= Your goal =
Identify every line in the records that contains the string "positive", treating uppercase and lowercase as distinct, and copy each of those lines.

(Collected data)

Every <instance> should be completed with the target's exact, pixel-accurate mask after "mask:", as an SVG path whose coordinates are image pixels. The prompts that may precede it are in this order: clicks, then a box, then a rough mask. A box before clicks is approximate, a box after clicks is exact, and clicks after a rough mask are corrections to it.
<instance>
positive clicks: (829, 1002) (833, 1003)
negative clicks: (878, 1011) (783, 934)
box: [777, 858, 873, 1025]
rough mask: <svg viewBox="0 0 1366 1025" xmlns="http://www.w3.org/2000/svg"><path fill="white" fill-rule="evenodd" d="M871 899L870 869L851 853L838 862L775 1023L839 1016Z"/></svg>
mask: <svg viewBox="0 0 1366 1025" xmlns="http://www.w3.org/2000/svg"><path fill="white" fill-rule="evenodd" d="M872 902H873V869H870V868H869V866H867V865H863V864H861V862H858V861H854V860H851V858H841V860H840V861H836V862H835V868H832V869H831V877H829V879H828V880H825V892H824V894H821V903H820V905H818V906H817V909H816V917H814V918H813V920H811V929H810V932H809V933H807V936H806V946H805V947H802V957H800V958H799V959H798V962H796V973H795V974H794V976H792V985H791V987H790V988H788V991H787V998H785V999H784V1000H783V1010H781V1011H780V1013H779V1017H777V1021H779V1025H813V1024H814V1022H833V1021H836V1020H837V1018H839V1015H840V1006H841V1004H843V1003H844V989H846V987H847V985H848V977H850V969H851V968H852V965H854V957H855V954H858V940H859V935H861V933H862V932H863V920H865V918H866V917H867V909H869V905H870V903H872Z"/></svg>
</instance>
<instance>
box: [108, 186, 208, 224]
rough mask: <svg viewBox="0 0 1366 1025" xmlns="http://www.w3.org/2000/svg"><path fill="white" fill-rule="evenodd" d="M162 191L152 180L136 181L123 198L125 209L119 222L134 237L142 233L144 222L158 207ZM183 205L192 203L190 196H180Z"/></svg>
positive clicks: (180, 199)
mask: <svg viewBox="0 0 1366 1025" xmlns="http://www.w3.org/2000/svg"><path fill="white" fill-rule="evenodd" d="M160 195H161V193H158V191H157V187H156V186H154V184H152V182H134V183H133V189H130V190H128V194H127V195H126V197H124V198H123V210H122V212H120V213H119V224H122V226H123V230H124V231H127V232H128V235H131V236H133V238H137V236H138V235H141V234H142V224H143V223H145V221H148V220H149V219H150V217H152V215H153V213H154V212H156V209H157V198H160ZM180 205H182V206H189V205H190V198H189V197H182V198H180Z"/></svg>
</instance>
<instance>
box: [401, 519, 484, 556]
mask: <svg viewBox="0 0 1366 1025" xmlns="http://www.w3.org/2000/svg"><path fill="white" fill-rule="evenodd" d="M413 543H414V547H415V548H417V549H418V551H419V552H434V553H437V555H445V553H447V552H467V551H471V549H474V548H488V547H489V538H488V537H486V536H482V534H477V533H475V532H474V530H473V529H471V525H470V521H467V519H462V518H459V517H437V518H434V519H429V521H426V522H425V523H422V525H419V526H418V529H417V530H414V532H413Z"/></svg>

= Response for this exercise =
positive clicks: (829, 1002) (833, 1003)
positive clicks: (180, 199)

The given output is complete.